## Input
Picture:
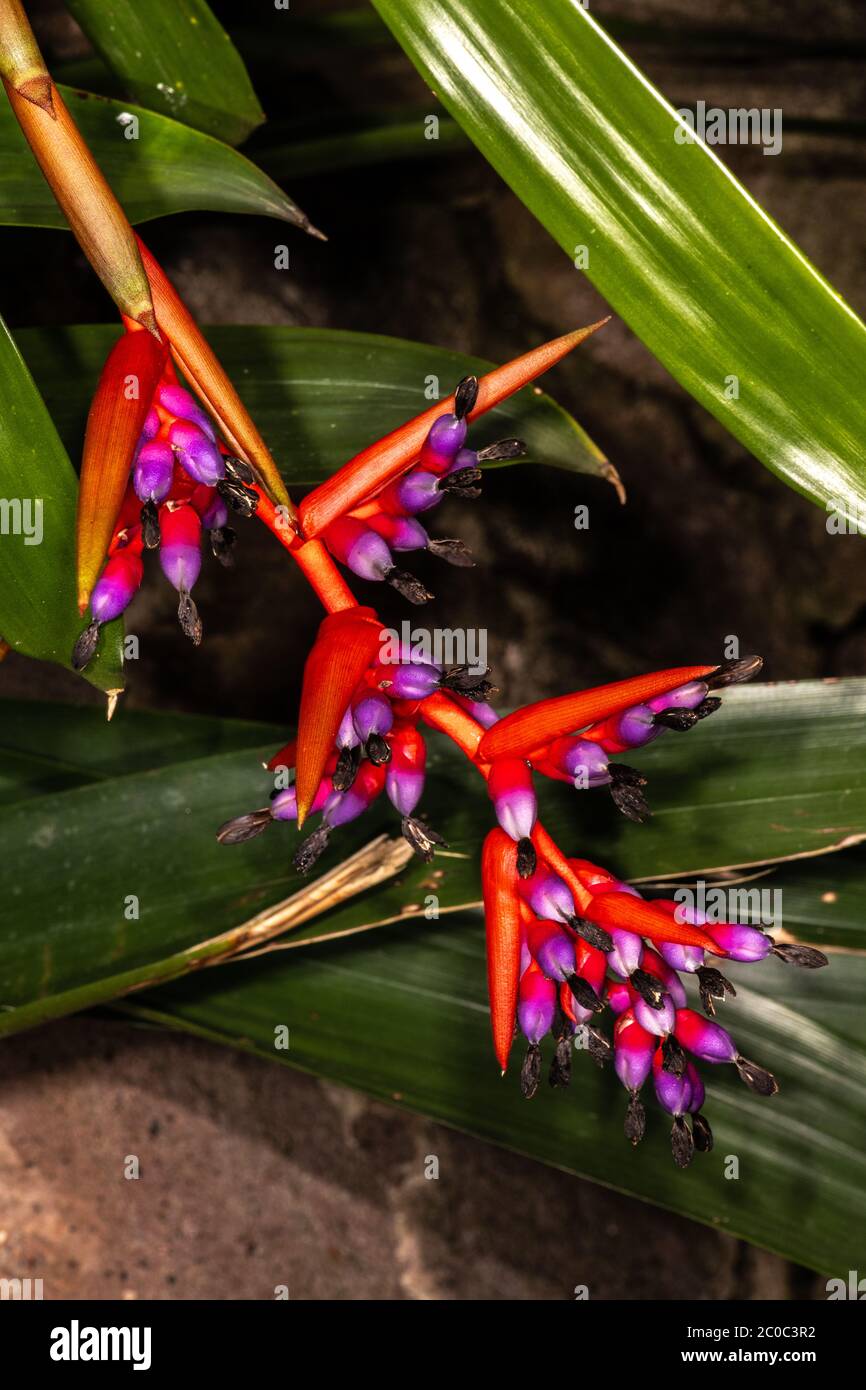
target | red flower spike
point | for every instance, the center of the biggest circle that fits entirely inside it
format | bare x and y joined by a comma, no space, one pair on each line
622,909
344,649
381,462
552,855
528,730
502,923
441,712
117,416
202,369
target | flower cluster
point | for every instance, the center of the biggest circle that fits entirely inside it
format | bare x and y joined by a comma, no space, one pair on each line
364,538
570,938
362,702
181,483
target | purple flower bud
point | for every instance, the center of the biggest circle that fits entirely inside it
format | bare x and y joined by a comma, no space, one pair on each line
654,965
633,1051
535,1005
399,533
741,943
150,427
681,958
181,548
627,952
412,680
585,763
655,1020
619,995
684,697
552,950
698,1094
484,715
153,471
346,736
371,713
196,453
403,787
673,1091
702,1037
635,726
548,895
369,556
442,444
417,491
178,402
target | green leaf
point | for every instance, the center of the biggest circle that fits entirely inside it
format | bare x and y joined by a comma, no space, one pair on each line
676,245
38,496
92,813
174,57
293,150
820,900
334,391
402,1015
154,168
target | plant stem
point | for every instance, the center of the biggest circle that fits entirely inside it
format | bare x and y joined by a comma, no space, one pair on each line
72,174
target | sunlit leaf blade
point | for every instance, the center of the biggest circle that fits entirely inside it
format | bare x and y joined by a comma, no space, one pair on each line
716,291
156,166
320,395
38,489
402,1015
174,57
820,900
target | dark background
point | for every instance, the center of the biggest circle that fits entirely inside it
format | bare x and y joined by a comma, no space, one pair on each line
709,544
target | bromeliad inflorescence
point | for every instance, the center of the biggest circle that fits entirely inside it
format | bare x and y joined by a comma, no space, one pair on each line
565,937
163,464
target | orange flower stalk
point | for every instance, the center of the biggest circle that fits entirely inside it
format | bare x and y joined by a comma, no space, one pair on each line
72,174
116,421
503,931
374,467
534,727
211,384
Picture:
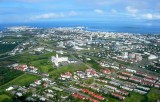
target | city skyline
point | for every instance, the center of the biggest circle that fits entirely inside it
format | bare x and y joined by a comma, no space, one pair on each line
120,11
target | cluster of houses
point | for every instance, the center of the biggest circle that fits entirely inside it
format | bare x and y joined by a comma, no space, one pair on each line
79,74
25,68
40,90
120,86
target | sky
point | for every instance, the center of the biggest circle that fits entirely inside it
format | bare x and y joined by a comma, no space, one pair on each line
117,11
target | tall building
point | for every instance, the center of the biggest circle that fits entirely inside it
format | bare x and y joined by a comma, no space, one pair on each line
125,55
139,57
132,55
56,60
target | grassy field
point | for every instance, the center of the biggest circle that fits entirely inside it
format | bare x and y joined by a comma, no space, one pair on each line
7,74
153,95
135,97
24,79
42,61
43,65
5,98
93,64
70,68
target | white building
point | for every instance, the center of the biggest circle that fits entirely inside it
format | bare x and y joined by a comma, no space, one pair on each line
56,60
152,57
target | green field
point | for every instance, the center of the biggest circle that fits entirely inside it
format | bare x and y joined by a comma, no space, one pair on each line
5,98
7,74
70,68
42,61
93,64
153,95
135,97
22,80
43,65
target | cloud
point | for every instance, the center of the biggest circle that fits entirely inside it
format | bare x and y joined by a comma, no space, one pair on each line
131,10
99,11
72,13
150,16
114,11
54,15
48,16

## What you need to do
Retype nothing except the lines from the line holding "target | white building" through the last line of the entries, both included.

## Result
target | white building
point | for every instance, the center of the biggest circle that fits entirely inside it
format | bare x and y joined by a comma, no space, one pair on each line
56,60
152,57
target | green field
point | for every instance, the center of the biggest circle that fits entirely inside it
format | bare x and y joined by a comma, no space, one pair on each line
5,98
7,74
70,68
42,61
93,64
153,95
135,97
22,80
43,65
target | cloud
point | for every instance, the center of the biggest circle that fits entirely inside it
format | bare x and y joined by a comma, no space, one pair on each line
131,10
99,11
72,13
150,16
114,11
54,15
48,16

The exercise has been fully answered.